Written exercise>
Which lines of the material below contain the word "cloud"? Return each of those lines in full.
━━━━━━━━
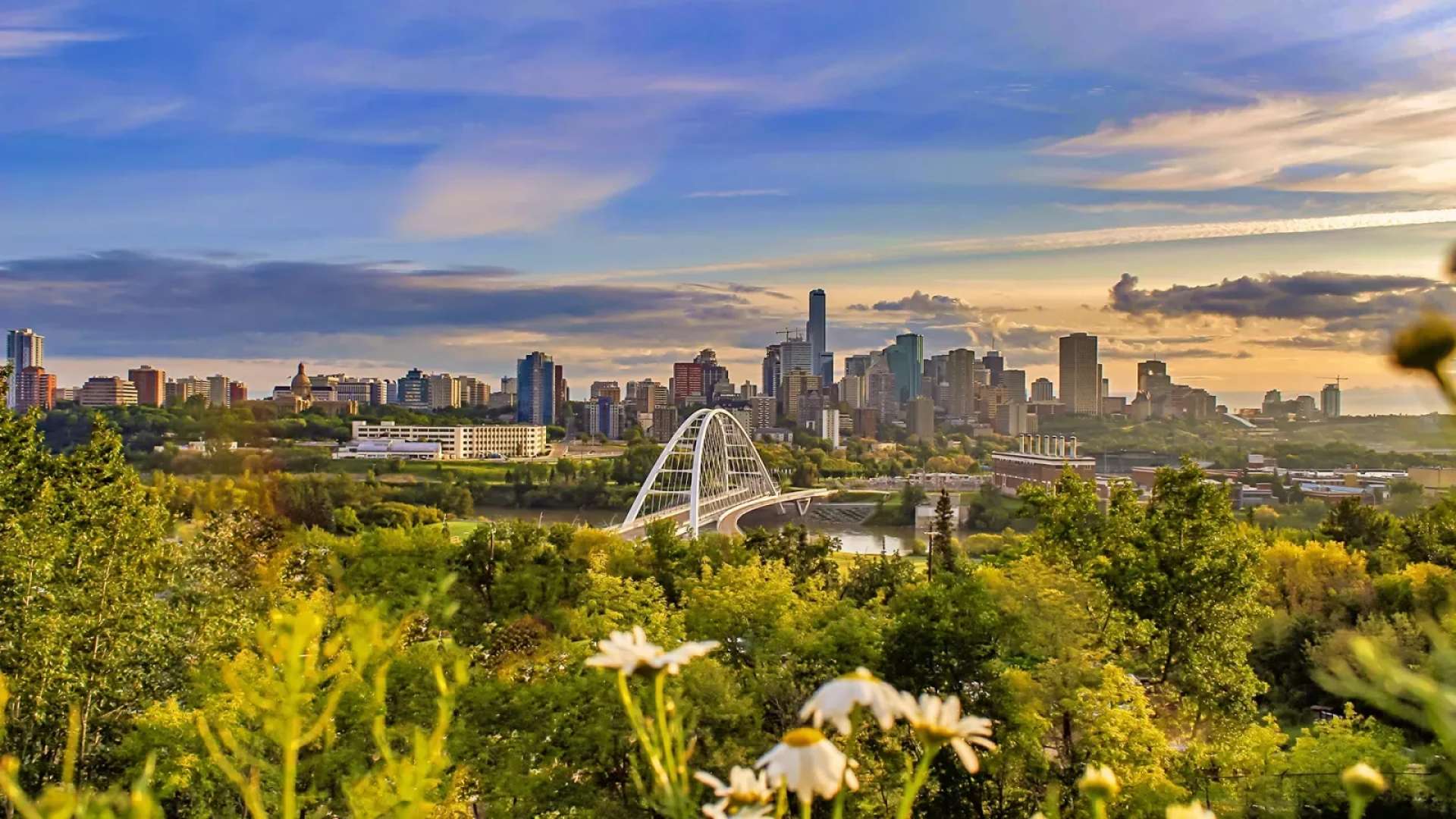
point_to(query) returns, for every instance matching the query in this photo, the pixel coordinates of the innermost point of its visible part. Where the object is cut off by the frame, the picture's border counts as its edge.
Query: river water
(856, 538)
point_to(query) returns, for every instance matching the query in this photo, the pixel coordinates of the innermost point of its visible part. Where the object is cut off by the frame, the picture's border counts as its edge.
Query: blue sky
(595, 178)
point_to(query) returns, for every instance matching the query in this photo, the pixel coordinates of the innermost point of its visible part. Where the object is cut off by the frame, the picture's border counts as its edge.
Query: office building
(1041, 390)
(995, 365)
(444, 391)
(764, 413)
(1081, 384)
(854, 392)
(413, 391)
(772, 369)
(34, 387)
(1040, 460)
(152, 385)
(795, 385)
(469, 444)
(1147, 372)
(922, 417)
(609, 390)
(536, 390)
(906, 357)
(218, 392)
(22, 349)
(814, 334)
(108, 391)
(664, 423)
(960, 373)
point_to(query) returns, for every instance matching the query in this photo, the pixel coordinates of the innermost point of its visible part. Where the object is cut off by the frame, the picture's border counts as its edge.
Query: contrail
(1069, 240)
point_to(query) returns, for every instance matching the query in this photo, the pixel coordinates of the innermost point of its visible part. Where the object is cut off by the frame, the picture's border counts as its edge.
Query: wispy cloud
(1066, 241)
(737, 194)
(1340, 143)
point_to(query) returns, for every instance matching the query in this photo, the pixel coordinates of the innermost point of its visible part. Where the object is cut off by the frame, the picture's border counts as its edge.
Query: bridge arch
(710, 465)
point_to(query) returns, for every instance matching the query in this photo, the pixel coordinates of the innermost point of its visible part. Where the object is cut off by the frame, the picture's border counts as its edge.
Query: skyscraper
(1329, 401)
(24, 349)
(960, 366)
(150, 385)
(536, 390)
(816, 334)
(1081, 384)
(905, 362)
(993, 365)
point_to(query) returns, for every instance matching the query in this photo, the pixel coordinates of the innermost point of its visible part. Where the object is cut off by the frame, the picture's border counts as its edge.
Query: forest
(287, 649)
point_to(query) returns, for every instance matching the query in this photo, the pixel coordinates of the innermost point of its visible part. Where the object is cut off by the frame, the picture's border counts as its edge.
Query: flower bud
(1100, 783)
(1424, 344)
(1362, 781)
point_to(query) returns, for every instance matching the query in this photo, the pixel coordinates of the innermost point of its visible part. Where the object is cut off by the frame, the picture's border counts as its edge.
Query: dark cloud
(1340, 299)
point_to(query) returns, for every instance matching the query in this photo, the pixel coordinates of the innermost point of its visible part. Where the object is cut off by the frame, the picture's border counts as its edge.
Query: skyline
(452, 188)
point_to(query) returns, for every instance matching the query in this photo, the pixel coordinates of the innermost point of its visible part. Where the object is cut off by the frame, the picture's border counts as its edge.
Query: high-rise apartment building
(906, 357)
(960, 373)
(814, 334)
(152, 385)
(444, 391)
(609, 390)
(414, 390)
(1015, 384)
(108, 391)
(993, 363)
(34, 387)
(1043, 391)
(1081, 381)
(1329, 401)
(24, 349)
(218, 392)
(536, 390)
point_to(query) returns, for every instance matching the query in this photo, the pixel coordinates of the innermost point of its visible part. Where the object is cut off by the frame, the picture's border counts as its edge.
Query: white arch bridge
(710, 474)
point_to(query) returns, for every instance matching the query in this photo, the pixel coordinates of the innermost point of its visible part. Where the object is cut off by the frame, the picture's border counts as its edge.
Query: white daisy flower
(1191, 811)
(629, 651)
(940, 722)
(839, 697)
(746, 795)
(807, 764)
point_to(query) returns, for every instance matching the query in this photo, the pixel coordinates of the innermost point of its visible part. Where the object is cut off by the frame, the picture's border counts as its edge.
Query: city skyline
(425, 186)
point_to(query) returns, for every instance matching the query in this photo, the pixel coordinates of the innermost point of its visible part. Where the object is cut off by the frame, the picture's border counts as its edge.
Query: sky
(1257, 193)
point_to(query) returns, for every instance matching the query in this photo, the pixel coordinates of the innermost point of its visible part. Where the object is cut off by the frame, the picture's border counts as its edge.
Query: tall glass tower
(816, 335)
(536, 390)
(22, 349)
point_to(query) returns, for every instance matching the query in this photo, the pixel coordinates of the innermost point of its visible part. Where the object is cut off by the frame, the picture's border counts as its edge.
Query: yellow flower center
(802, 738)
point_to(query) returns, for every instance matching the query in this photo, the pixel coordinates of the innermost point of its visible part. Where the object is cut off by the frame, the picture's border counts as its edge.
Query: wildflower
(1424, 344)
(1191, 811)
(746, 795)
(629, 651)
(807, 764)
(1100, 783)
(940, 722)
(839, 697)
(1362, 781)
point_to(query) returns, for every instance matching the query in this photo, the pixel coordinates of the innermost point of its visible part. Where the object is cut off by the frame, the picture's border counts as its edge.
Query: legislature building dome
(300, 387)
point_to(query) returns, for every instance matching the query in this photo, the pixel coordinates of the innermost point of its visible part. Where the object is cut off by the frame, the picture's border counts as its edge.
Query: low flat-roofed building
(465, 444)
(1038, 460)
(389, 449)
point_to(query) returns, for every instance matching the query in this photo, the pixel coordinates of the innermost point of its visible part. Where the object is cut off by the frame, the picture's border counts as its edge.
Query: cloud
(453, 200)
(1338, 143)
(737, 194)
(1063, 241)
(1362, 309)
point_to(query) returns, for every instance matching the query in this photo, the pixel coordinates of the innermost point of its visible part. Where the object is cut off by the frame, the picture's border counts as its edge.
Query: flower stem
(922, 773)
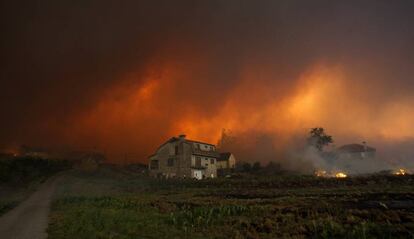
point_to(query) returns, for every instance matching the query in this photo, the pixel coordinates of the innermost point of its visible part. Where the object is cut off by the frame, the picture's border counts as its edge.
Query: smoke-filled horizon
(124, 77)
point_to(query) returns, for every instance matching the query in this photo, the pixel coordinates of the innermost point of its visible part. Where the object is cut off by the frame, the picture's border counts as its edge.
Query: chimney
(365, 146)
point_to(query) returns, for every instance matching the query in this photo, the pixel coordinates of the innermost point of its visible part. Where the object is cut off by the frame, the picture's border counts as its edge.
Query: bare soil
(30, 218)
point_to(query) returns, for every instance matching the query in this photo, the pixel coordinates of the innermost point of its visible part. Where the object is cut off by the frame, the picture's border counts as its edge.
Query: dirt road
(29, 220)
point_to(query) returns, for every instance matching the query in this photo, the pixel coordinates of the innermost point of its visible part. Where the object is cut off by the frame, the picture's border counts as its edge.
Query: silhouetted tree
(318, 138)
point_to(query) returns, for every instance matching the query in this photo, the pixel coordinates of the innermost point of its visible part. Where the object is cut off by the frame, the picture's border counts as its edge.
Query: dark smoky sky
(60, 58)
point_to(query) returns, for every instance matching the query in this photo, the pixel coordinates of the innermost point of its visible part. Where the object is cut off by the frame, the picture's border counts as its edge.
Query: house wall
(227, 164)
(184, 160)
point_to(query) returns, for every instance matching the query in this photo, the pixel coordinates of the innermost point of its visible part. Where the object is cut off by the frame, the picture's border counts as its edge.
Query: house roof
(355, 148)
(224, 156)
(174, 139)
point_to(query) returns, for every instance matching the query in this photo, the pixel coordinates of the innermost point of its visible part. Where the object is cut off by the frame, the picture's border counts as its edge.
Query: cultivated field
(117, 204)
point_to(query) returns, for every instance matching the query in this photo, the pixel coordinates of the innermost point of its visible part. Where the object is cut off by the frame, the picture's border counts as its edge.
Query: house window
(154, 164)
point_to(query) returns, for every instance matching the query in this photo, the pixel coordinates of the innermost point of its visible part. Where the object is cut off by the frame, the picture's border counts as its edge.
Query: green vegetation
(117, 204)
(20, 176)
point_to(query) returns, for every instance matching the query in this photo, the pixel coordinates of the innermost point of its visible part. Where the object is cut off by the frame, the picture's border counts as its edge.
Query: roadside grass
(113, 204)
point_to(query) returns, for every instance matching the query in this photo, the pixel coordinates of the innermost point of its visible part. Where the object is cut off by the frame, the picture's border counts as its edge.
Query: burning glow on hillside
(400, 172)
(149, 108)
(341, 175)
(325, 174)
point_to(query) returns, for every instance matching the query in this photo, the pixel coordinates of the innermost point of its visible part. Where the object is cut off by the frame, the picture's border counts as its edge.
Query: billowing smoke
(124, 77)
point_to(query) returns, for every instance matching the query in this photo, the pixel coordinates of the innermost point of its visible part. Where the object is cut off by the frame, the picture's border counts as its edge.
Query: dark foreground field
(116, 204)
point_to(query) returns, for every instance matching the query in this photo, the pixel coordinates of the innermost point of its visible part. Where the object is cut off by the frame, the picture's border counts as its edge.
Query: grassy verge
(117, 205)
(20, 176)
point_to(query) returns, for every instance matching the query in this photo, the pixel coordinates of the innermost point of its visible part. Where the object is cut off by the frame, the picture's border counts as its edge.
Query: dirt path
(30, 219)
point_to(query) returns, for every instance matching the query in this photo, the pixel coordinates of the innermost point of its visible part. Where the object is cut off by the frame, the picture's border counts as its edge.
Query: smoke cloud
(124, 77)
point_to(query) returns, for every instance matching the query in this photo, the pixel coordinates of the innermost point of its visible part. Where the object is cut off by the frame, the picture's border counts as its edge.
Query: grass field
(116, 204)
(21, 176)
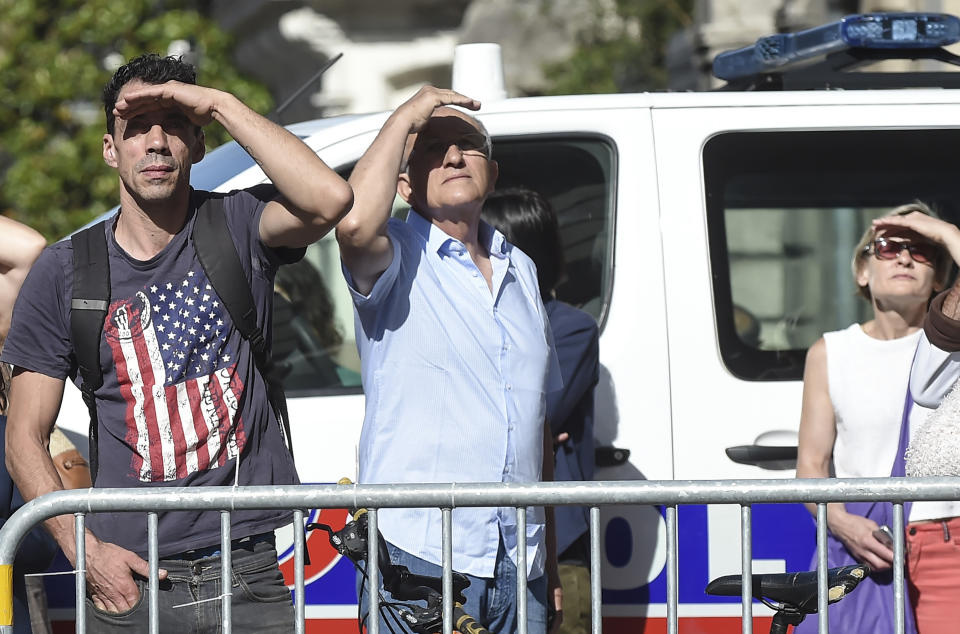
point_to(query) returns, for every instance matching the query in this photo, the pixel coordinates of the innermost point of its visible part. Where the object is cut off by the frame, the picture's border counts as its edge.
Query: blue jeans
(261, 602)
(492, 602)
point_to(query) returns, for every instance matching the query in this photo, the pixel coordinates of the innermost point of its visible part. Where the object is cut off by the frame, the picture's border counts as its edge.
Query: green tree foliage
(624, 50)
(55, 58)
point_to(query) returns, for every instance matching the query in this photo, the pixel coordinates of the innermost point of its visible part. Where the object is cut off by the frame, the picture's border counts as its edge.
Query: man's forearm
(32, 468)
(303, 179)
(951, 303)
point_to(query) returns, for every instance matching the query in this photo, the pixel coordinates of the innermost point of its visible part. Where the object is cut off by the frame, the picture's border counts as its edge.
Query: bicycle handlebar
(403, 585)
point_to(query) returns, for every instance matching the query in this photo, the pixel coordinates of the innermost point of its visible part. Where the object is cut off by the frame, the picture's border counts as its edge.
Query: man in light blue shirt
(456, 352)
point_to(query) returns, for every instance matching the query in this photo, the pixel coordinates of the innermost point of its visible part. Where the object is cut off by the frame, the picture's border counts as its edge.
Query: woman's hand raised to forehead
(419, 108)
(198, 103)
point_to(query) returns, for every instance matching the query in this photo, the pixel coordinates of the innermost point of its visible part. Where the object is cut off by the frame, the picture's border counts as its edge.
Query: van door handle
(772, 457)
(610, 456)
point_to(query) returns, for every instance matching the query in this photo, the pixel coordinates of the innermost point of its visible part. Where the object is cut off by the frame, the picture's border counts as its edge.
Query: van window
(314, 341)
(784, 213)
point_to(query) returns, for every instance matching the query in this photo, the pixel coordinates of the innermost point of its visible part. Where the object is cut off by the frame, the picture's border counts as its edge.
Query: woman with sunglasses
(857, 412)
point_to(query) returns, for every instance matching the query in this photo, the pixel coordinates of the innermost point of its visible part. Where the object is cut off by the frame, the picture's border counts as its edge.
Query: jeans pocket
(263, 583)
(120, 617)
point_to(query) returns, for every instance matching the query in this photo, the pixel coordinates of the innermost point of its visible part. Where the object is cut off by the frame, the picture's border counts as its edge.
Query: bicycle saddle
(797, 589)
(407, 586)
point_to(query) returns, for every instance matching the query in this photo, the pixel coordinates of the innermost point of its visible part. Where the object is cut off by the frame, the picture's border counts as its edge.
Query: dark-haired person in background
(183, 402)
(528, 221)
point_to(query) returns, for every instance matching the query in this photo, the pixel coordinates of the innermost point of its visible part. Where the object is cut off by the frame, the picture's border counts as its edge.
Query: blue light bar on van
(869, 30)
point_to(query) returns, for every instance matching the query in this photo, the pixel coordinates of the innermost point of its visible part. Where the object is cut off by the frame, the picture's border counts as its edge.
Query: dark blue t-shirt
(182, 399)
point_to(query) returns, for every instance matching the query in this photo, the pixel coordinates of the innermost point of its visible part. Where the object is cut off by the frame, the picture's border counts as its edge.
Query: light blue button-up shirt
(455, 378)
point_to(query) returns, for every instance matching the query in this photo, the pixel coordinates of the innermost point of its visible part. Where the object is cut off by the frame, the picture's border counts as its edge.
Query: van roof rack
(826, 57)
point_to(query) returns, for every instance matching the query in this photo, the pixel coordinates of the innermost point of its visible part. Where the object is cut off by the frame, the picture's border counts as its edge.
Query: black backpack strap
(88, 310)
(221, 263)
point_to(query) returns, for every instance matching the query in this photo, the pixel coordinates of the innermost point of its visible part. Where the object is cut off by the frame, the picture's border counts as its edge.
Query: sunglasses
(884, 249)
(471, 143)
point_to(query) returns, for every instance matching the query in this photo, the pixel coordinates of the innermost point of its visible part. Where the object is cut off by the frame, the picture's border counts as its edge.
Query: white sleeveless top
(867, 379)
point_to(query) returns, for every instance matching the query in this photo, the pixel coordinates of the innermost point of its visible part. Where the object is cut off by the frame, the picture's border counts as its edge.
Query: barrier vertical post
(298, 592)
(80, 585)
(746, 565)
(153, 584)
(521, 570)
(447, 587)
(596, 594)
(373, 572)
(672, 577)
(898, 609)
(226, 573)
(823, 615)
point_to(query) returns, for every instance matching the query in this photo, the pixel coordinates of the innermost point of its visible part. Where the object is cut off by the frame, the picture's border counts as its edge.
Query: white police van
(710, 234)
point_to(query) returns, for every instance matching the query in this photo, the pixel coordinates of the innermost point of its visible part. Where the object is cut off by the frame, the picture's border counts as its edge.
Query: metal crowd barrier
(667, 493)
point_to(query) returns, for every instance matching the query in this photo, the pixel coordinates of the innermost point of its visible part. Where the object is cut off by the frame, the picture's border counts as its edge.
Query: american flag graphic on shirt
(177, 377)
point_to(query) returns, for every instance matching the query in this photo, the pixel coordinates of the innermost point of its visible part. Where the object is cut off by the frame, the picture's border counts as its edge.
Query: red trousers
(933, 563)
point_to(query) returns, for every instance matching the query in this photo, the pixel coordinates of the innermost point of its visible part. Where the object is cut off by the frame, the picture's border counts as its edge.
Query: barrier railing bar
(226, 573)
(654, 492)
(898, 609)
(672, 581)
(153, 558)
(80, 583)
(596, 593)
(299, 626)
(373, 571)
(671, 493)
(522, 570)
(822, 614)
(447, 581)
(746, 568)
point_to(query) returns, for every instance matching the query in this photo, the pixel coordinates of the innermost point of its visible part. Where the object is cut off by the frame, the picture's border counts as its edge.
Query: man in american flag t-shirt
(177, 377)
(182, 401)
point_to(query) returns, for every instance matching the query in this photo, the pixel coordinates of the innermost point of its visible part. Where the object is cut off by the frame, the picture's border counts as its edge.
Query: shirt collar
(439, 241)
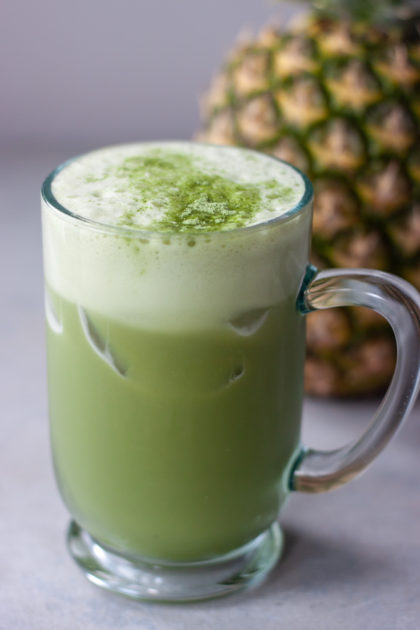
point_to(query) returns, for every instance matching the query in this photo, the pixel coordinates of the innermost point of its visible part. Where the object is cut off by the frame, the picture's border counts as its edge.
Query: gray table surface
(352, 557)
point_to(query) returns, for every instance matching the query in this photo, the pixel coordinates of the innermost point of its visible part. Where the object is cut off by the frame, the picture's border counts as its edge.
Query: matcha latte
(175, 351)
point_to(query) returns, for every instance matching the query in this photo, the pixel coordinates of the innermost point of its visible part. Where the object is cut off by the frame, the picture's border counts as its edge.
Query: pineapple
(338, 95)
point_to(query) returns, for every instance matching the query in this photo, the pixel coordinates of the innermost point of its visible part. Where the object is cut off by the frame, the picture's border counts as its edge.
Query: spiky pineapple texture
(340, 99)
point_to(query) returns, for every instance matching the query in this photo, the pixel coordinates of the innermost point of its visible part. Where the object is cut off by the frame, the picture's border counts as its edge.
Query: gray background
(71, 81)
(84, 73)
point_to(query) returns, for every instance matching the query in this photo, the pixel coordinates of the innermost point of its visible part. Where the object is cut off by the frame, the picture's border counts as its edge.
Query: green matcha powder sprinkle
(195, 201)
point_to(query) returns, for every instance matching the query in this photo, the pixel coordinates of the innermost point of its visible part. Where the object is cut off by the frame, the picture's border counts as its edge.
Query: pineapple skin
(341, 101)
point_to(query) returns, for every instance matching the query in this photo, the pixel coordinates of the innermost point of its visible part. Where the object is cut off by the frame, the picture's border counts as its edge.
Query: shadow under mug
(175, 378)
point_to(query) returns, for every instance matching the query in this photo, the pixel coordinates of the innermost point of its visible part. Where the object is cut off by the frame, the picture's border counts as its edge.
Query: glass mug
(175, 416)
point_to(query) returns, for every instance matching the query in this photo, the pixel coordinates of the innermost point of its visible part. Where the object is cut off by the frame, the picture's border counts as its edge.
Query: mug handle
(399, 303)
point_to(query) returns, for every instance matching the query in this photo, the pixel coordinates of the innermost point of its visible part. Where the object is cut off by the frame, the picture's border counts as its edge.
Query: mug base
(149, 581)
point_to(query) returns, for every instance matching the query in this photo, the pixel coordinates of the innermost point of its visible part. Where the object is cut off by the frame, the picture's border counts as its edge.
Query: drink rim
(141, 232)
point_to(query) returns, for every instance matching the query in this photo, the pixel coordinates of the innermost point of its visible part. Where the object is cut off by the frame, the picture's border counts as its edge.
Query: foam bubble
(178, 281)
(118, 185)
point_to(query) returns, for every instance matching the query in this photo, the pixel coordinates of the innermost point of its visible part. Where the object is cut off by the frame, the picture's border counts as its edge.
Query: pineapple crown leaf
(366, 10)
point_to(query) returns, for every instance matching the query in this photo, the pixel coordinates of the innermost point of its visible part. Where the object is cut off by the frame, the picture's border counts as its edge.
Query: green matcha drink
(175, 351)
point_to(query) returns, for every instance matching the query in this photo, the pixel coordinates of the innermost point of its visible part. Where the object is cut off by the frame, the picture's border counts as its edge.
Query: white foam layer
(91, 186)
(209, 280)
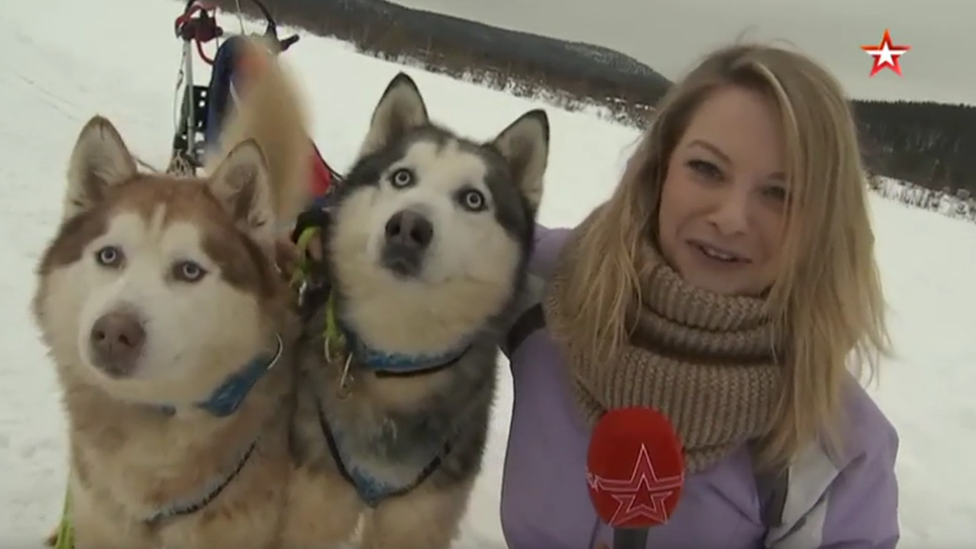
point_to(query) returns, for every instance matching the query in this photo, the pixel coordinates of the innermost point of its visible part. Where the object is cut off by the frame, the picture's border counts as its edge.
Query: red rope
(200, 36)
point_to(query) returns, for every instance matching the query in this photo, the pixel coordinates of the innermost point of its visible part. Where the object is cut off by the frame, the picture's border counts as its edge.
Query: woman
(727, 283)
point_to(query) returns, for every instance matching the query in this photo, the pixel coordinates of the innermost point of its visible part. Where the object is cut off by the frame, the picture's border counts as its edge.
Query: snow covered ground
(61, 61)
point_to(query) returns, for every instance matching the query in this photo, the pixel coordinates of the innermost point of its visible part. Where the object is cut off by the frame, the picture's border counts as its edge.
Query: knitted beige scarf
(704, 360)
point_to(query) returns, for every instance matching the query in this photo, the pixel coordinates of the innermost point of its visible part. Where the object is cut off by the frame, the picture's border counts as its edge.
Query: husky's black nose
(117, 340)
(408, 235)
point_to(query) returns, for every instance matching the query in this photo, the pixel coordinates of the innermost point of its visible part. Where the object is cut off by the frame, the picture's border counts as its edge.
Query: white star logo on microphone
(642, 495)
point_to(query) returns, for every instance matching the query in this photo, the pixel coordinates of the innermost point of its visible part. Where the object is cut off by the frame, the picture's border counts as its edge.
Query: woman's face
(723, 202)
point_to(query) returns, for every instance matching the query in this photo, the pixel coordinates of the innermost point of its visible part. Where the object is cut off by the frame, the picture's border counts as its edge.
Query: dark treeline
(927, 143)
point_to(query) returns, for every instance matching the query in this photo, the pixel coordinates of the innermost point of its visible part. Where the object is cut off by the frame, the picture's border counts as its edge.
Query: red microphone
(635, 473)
━━━━━━━━
Answer to the problem>
Query: wispy cloud
Query: dark cloud
Query: cloud
Query: smoke cloud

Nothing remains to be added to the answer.